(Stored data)
*** Begin section ***

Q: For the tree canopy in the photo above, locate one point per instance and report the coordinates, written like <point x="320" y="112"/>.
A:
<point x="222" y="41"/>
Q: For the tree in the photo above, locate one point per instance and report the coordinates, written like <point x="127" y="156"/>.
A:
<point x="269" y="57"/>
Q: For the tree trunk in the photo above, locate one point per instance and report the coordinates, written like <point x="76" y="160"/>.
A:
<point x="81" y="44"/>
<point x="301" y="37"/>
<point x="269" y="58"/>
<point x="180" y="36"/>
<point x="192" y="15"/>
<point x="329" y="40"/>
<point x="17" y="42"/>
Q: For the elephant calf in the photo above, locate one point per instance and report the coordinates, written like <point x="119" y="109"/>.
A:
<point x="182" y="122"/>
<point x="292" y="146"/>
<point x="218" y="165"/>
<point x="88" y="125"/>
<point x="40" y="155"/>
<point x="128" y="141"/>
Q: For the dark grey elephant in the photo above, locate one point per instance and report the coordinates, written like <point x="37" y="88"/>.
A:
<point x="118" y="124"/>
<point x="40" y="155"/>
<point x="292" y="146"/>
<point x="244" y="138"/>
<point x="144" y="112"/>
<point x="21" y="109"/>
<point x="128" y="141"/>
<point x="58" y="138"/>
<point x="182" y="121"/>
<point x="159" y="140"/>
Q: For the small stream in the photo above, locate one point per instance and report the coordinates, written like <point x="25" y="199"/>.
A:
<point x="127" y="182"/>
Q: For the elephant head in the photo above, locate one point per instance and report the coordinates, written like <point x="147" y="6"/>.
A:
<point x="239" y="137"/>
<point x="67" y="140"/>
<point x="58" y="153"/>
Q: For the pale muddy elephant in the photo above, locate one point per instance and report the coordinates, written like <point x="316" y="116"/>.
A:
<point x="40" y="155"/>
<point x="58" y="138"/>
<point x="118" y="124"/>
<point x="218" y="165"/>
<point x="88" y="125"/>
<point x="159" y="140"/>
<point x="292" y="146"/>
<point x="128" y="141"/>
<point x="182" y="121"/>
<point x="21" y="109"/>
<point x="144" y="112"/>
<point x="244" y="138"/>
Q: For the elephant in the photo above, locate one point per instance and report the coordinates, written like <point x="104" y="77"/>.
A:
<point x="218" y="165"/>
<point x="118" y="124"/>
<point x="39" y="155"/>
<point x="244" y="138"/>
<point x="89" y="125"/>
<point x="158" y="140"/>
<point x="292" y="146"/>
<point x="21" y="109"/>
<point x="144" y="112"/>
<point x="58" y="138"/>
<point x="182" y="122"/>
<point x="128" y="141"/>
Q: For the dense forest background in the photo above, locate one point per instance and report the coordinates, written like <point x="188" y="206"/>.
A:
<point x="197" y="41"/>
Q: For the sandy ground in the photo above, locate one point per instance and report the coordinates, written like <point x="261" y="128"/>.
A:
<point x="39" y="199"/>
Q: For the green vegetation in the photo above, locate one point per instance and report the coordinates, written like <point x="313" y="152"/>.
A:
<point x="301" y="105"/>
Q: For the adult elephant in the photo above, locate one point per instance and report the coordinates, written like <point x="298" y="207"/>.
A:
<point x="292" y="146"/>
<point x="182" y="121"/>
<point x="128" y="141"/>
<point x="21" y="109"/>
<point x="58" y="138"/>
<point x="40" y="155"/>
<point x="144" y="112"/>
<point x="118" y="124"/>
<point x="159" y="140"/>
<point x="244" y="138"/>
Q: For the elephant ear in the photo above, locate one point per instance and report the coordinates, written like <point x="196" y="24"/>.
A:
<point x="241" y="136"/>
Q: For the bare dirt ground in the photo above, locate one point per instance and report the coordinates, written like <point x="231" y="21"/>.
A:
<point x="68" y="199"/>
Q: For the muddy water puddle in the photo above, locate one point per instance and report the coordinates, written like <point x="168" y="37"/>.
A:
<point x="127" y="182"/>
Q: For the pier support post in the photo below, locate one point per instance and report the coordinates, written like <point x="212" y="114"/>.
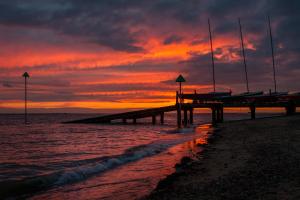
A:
<point x="153" y="119"/>
<point x="162" y="118"/>
<point x="220" y="114"/>
<point x="191" y="115"/>
<point x="252" y="110"/>
<point x="185" y="117"/>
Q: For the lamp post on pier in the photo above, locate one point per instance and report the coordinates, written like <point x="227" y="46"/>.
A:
<point x="25" y="75"/>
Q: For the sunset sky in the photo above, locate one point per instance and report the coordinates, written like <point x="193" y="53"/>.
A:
<point x="118" y="54"/>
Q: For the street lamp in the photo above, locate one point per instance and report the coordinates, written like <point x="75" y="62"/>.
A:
<point x="179" y="80"/>
<point x="26" y="75"/>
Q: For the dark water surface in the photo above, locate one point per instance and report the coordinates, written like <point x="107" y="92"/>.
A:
<point x="50" y="160"/>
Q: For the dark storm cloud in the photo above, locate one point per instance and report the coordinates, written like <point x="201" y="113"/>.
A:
<point x="173" y="39"/>
<point x="114" y="23"/>
<point x="104" y="22"/>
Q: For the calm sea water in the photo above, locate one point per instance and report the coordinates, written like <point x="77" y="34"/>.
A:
<point x="50" y="160"/>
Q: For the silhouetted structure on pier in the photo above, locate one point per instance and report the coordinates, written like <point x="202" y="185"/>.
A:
<point x="214" y="101"/>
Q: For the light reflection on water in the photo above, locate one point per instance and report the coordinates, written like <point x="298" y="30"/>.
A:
<point x="93" y="161"/>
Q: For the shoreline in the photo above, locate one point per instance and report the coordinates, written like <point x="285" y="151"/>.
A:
<point x="244" y="159"/>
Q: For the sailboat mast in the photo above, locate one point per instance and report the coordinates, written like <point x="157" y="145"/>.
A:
<point x="273" y="59"/>
<point x="212" y="56"/>
<point x="244" y="56"/>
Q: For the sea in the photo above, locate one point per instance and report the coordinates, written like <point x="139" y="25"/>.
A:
<point x="47" y="159"/>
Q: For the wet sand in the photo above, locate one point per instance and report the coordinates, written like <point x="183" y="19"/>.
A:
<point x="257" y="159"/>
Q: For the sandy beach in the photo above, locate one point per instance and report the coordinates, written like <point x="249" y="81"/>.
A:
<point x="252" y="159"/>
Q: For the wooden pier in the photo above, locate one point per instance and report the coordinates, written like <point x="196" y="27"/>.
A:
<point x="216" y="102"/>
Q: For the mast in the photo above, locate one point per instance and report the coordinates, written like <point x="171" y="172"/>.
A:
<point x="212" y="56"/>
<point x="244" y="56"/>
<point x="273" y="57"/>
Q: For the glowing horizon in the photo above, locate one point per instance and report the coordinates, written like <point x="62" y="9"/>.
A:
<point x="130" y="57"/>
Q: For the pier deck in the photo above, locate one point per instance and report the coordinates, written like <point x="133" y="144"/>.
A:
<point x="216" y="102"/>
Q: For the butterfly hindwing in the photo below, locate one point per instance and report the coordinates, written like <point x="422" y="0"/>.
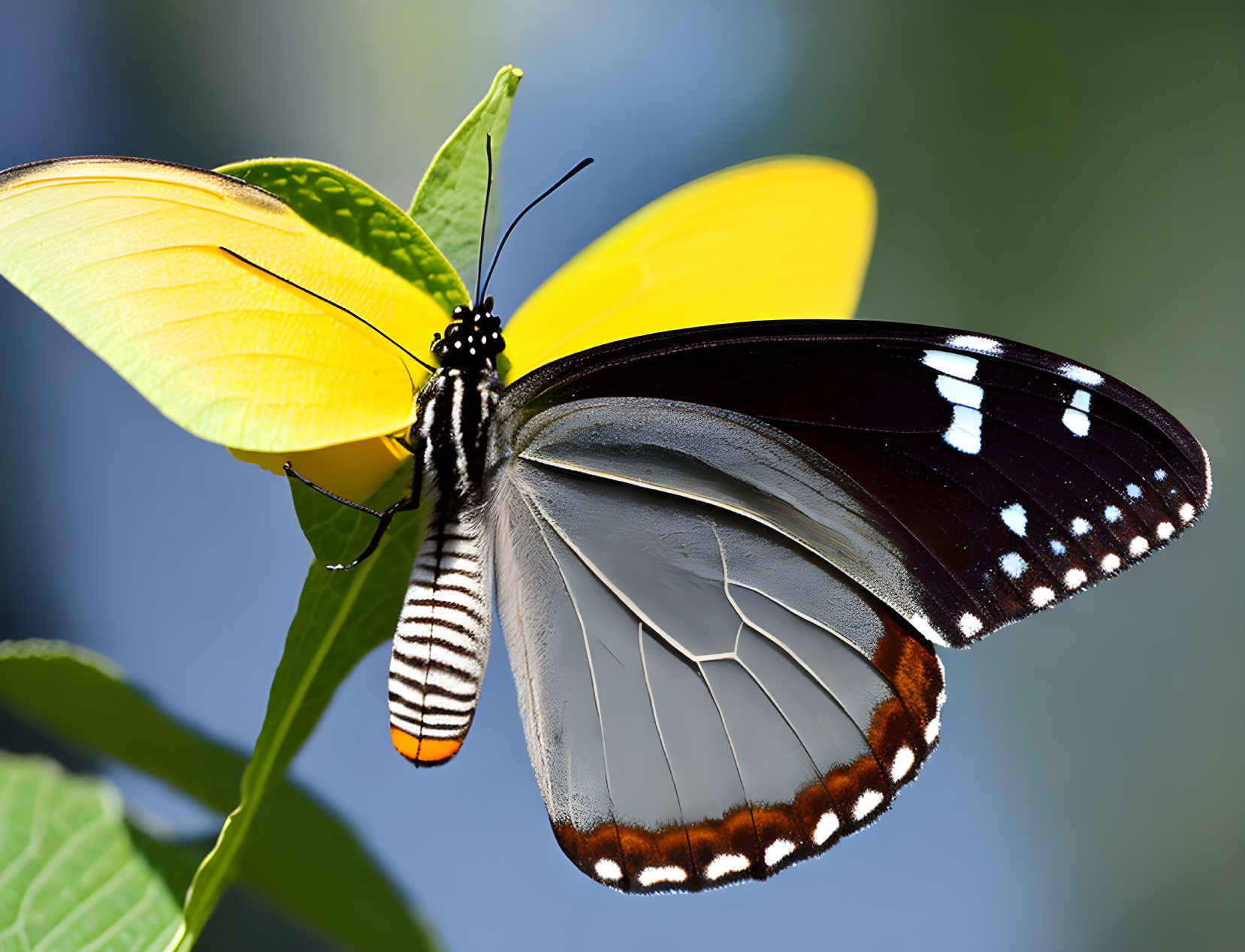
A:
<point x="1004" y="477"/>
<point x="708" y="696"/>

*** End section ***

• EXERCISE:
What comes back should match the records exactly, minus any pictures.

• WRITTEN REPLY:
Q: For the tree canopy in the photo above, locate one point per instance and report the coordinates, written like <point x="320" y="112"/>.
A:
<point x="222" y="41"/>
Q: For the tree in the photo above, locate one point per instance and report the coordinates, written like <point x="127" y="156"/>.
A:
<point x="269" y="57"/>
Q: For the tree trunk in the photo above, locate one point per instance and report the coordinates, written like <point x="76" y="160"/>.
A:
<point x="81" y="44"/>
<point x="301" y="37"/>
<point x="269" y="58"/>
<point x="180" y="36"/>
<point x="192" y="15"/>
<point x="329" y="40"/>
<point x="17" y="42"/>
Q: For the elephant calf in the photo above, locate one point per instance and report the coordinates, written like <point x="119" y="109"/>.
A:
<point x="182" y="122"/>
<point x="292" y="146"/>
<point x="218" y="165"/>
<point x="88" y="125"/>
<point x="40" y="155"/>
<point x="128" y="141"/>
Q: For the dark grey elephant in the photo above, locate one point per instance and report the coordinates, written like <point x="37" y="88"/>.
A:
<point x="118" y="124"/>
<point x="40" y="155"/>
<point x="292" y="146"/>
<point x="244" y="138"/>
<point x="144" y="112"/>
<point x="21" y="109"/>
<point x="128" y="141"/>
<point x="58" y="138"/>
<point x="182" y="121"/>
<point x="159" y="140"/>
Q: For the small stream in the photo above, locate one point per instance and report the coordinates, written like <point x="25" y="199"/>.
A:
<point x="127" y="182"/>
Q: For the elephant head in the photo above, locate one point per instance and report the coordinates, written like <point x="147" y="6"/>.
A:
<point x="239" y="137"/>
<point x="67" y="140"/>
<point x="58" y="153"/>
Q: For the pale muddy elephant in the photo above, locate one point per instance and report the coordinates, written like <point x="316" y="116"/>.
A:
<point x="40" y="155"/>
<point x="58" y="138"/>
<point x="118" y="124"/>
<point x="218" y="165"/>
<point x="88" y="125"/>
<point x="159" y="140"/>
<point x="292" y="146"/>
<point x="128" y="141"/>
<point x="182" y="121"/>
<point x="21" y="109"/>
<point x="144" y="112"/>
<point x="244" y="138"/>
Q: For the elephant in the photo above, locate one point per instance and report the coordinates, written like <point x="104" y="77"/>.
A:
<point x="218" y="165"/>
<point x="118" y="124"/>
<point x="39" y="155"/>
<point x="244" y="138"/>
<point x="89" y="125"/>
<point x="158" y="140"/>
<point x="292" y="146"/>
<point x="21" y="109"/>
<point x="144" y="112"/>
<point x="58" y="138"/>
<point x="182" y="122"/>
<point x="128" y="141"/>
Q: For the dense forest background in the photo above, locate one point per instance and report the coordinates, written like <point x="188" y="206"/>.
A:
<point x="197" y="41"/>
Q: For the sandy ground in the photo above, locate one point per instance and report the coordinates, written like <point x="261" y="128"/>.
A:
<point x="39" y="199"/>
Q: For the green vegetation in the photo above, locate one point per instance and report the coordinates, written like <point x="313" y="152"/>.
A:
<point x="301" y="105"/>
Q: For the adult elephant in the photo above, locate one point per instance and report the coordinates, written like <point x="298" y="207"/>.
A:
<point x="292" y="146"/>
<point x="182" y="121"/>
<point x="128" y="141"/>
<point x="21" y="109"/>
<point x="58" y="138"/>
<point x="40" y="155"/>
<point x="144" y="112"/>
<point x="118" y="124"/>
<point x="159" y="140"/>
<point x="244" y="138"/>
Q: For the elephant ear in the photo above, locate one point per instance and report the coordinates, written like <point x="196" y="24"/>.
A:
<point x="241" y="136"/>
Q: For the bare dirt ground in the photo above, locate one point per instance and report the coordinates, written like <point x="231" y="21"/>.
A:
<point x="68" y="199"/>
Q: For the muddy water puddle in the photo above, locate one point per instance and report the coordinates, written like <point x="168" y="37"/>.
A:
<point x="127" y="182"/>
Q: For the pier support post in the photo below, locate one point per instance and report the coordinates, written like <point x="212" y="114"/>.
A:
<point x="153" y="119"/>
<point x="162" y="118"/>
<point x="220" y="114"/>
<point x="191" y="115"/>
<point x="252" y="110"/>
<point x="185" y="117"/>
Q: For the lamp post on pier in the photo above, locate one point per instance and report the coordinates, written like <point x="227" y="46"/>.
A:
<point x="25" y="75"/>
Q: For the sunset sky in the photo above, locate one point per instance and report the coordinates, written like <point x="193" y="53"/>.
A:
<point x="118" y="54"/>
Q: For the street lamp in the photo above, locate one point per instance and report the coordinates, written like <point x="75" y="62"/>.
A:
<point x="179" y="80"/>
<point x="26" y="75"/>
Q: For the dark water surface in the photo above, locate one point per instance and report the coordinates, written like <point x="107" y="92"/>.
A:
<point x="50" y="160"/>
Q: For the dark storm cloud in the photo above, locate one point per instance and report the coordinates, written like <point x="201" y="113"/>.
A:
<point x="173" y="39"/>
<point x="114" y="23"/>
<point x="104" y="22"/>
Q: For the calm sea water in the photo above, locate one point per instance and report the coordinates, written like <point x="77" y="34"/>.
A:
<point x="50" y="160"/>
Q: For the silhouetted structure on pier in the photo above, locate one point per instance and report the coordinates, written like <point x="202" y="185"/>.
A:
<point x="214" y="101"/>
Q: For the light reflection on water in the photo above, locate one point per instance and report the coordinates, written like <point x="298" y="30"/>.
A:
<point x="93" y="161"/>
Q: For the shoreline in the photo above, locate one point per instance and report the coordinates, written like <point x="285" y="151"/>.
A:
<point x="244" y="159"/>
Q: For the sailboat mast in the photo above, locate one point per instance and report the coordinates, written like <point x="157" y="145"/>.
A:
<point x="273" y="59"/>
<point x="212" y="56"/>
<point x="244" y="56"/>
Q: For the sea in the photo above, locate one point per instance and report the coordinates, written like <point x="139" y="25"/>.
A:
<point x="47" y="159"/>
Q: For the wet sand in the photo above, locate one point per instance and report the coordinates, written like <point x="183" y="19"/>.
A:
<point x="257" y="159"/>
Q: For the sandy beach in the photo above, locate one point per instance and report the coordinates, written like <point x="249" y="81"/>.
A:
<point x="252" y="159"/>
Q: For the wooden pier in the photo above, locate one point per instance and report the coordinates, written like <point x="196" y="27"/>.
A:
<point x="216" y="102"/>
Q: For the mast in the photo above, locate one point per instance and report the coordinates, written like <point x="171" y="172"/>.
A:
<point x="212" y="56"/>
<point x="244" y="56"/>
<point x="273" y="57"/>
Q: For the glowing horizon in the photo above, locate one point per instance and report the coordinates, written like <point x="62" y="9"/>.
A:
<point x="130" y="57"/>
Q: For the pier deck in the photo above, locate one point per instance and report the coordinates, written like <point x="133" y="144"/>.
A:
<point x="216" y="102"/>
Q: For the butterfly hindwing in the photo below, locate one point per instance and report the coordinates, written like <point x="422" y="0"/>.
A:
<point x="1004" y="477"/>
<point x="708" y="696"/>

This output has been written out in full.